---------- TASK INPUTS ----------

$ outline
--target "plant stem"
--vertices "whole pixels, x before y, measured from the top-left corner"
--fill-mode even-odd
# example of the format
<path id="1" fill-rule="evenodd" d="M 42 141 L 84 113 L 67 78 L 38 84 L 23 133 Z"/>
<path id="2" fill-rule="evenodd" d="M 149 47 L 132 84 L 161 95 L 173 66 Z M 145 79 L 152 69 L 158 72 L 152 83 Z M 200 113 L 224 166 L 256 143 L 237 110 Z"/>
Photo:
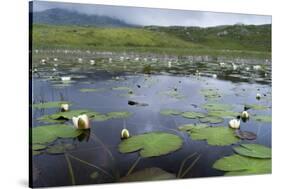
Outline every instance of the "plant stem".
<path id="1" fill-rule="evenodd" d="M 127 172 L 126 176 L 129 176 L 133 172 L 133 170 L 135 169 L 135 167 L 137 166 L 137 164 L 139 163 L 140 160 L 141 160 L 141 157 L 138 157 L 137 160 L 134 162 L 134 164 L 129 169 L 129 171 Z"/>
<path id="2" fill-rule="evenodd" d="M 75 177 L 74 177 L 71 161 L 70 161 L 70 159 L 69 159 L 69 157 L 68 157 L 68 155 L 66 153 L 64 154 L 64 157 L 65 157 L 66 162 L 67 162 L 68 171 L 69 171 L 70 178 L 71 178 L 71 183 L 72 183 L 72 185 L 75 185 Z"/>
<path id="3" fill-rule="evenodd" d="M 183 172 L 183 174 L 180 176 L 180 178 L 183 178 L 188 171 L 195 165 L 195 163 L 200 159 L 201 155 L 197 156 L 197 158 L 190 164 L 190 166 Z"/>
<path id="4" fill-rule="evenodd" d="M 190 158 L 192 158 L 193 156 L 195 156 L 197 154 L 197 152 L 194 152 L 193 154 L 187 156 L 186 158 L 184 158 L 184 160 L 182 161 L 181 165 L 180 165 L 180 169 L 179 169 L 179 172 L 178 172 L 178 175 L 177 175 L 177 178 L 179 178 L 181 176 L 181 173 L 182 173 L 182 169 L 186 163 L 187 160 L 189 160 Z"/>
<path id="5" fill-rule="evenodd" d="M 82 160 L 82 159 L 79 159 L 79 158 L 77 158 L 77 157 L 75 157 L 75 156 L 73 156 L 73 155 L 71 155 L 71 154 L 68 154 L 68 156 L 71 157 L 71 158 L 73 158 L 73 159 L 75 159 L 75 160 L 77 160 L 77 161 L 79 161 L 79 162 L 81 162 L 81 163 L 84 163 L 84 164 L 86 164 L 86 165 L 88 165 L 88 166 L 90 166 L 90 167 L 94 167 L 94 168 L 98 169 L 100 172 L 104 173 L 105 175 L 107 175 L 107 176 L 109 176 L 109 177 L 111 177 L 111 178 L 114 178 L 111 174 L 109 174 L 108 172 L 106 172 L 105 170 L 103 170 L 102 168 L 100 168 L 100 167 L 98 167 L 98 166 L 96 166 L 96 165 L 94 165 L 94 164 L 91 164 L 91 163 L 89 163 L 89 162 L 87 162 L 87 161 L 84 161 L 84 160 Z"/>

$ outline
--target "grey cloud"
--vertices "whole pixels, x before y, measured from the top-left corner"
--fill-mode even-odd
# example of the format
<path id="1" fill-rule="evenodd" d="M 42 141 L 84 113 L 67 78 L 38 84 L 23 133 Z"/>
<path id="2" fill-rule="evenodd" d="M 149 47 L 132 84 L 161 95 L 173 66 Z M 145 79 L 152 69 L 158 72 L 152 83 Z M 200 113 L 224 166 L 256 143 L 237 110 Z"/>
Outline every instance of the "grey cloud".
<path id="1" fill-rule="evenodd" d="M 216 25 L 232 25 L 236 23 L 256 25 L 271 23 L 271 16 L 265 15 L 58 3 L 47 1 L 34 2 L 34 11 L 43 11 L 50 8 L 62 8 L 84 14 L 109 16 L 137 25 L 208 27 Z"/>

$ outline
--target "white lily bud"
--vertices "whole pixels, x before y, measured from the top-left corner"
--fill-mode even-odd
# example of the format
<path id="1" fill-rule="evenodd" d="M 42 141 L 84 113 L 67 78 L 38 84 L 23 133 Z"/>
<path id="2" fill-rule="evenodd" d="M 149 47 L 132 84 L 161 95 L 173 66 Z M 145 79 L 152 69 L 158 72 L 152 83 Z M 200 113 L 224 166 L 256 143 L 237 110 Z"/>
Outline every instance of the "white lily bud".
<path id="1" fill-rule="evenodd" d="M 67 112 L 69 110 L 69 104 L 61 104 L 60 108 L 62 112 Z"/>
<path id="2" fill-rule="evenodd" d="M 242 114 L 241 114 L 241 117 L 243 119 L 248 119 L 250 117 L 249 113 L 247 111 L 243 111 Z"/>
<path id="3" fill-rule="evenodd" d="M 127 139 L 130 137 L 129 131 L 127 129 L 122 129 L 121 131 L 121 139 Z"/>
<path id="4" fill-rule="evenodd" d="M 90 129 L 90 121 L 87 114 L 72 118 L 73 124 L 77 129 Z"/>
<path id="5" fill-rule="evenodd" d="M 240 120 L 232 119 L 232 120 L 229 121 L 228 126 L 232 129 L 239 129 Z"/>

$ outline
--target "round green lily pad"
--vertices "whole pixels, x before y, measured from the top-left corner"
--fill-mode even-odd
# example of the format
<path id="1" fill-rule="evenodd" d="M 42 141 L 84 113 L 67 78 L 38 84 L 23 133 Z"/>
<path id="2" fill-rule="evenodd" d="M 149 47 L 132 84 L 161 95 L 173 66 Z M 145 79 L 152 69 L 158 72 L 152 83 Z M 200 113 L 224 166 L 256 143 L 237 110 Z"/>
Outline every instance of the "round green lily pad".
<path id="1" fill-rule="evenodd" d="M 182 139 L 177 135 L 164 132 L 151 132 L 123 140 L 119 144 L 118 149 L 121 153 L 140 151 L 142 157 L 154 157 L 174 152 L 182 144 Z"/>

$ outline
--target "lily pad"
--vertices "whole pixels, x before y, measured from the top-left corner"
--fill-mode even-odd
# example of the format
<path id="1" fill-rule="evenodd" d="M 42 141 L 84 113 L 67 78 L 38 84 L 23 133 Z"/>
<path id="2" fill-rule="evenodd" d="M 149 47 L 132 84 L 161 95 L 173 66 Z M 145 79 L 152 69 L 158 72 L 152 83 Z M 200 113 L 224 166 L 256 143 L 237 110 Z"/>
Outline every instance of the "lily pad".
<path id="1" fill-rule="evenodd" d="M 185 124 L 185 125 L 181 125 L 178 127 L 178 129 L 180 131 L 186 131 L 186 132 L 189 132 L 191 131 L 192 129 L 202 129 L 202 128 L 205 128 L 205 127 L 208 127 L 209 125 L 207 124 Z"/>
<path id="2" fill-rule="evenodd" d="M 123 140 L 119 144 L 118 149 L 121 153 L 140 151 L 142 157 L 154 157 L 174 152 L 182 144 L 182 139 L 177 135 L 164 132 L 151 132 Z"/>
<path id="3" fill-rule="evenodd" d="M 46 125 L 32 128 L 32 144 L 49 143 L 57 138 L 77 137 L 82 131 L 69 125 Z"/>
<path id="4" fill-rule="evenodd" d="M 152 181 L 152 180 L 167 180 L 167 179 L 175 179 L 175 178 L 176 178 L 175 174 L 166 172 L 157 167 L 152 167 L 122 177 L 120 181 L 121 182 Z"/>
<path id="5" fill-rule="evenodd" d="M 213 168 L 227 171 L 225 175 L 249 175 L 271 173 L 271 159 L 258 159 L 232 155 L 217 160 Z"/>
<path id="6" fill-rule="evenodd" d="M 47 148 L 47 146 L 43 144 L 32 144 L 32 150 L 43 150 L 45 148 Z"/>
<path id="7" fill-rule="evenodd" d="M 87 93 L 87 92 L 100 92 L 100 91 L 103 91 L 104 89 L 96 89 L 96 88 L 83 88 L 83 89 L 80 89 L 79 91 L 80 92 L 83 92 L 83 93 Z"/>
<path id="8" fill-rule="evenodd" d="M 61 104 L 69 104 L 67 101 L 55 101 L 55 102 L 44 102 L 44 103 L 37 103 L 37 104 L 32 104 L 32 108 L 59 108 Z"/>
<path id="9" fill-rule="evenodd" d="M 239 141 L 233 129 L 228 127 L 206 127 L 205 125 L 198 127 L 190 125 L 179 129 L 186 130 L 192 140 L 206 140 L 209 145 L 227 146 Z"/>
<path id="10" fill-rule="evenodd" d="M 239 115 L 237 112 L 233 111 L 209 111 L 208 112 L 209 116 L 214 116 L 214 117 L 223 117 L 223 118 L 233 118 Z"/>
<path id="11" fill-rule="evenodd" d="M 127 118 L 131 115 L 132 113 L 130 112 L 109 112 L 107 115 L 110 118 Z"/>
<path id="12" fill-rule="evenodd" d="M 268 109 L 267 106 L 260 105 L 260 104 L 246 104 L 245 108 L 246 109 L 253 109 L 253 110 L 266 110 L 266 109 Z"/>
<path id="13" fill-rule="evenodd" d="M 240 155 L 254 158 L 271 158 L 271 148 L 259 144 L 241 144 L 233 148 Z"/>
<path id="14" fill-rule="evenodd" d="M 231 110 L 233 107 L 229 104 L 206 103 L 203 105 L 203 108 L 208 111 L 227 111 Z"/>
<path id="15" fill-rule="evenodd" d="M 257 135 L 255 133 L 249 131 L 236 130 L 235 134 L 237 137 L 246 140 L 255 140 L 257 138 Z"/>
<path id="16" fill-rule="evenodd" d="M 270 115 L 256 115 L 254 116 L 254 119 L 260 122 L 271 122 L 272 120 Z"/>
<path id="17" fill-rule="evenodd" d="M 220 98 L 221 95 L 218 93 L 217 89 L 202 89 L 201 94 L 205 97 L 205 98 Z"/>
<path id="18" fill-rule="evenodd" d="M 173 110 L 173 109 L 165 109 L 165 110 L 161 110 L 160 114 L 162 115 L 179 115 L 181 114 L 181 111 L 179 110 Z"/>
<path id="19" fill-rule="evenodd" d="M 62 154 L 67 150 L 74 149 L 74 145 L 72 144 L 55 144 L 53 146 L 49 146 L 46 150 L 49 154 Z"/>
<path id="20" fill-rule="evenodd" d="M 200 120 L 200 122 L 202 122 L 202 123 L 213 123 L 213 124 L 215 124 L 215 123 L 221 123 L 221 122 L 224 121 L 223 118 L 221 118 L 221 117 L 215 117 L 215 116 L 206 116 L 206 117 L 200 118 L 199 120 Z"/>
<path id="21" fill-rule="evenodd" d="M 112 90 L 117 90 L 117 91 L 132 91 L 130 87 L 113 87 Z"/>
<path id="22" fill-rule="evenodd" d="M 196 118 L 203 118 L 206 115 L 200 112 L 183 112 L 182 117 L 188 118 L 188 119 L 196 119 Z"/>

----------

= GIVEN TASK =
How many lines of the listing contain the string "grey", matching case? Give only the number.

= REPLY TO THE EXERCISE =
2